--- TEXT ---
Bessma Momani, is an associate professor at the University of Waterloo and Balsillie School of International Affairs

At the Munk debate on Monday, three federal party leaders tried to make the pitch that they offered the authentic Canadian approach on foreign policy. For Stephen Harper's Conservatives, this was billed as a pragmatic approach; for Justin Trudeau's Liberals, this was about being balanced, and for Thomas Mulcair's NDP this would be a more principled approach.

Dominating the debate early was the question of combatting ISIS and the Canadian response to the refugee crisis emanating from Syria and the Middle East. For Mr. Harper, there was no shortage of attempts to link the fight against ISIS to all Canadian foreign-policy issues. Mr. Harper inferred that there was no limit to the fight against ISIS, placing Canadian interventions both at home and abroad as part of a preventative war against global terrorism that Canada had no choice but to partake in.

Mr. Harper continued to suggest that Syrian refugees are fleeing the ISIS-dominated "terrorist-conflict zone." In reality, Syrian refugees are fleeing areas shelled by the Assad regime which has the blood of more than 300,000 people on its hands. Syrian refugees are by far less likely to be fleeing the barren, deserted territory of ISIS which, albeit no less dangerous, has seen the deaths of 10,000.
--- INFORMATION SHOWN ---
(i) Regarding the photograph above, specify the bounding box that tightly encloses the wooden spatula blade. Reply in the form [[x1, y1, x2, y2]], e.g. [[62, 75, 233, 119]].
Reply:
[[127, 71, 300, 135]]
---
THE PROBLEM: Reproduce the part of the Munk debate commentary that begins at the words "Mr. Harper continued" and stops after "deaths of 10,000.".

SOLUTION TO THE EXERCISE:
Mr. Harper continued to suggest that Syrian refugees are fleeing the ISIS-dominated "terrorist-conflict zone." In reality, Syrian refugees are fleeing areas shelled by the Assad regime which has the blood of more than 300,000 people on its hands. Syrian refugees are by far less likely to be fleeing the barren, deserted territory of ISIS which, albeit no less dangerous, has seen the deaths of 10,000.